* REQUIRED WORK:
Word for word, restate the records that come next, omitting the images.

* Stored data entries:

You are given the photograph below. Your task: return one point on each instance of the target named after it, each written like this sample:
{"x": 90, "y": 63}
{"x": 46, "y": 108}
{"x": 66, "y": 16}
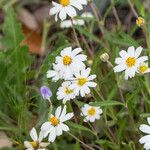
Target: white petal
{"x": 70, "y": 11}
{"x": 33, "y": 134}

* TASK ANSWER:
You are given the photograph below. Your task: return one point on each instance of the target named after it, each written like this sample:
{"x": 90, "y": 63}
{"x": 46, "y": 108}
{"x": 66, "y": 16}
Target: white petal
{"x": 70, "y": 11}
{"x": 33, "y": 134}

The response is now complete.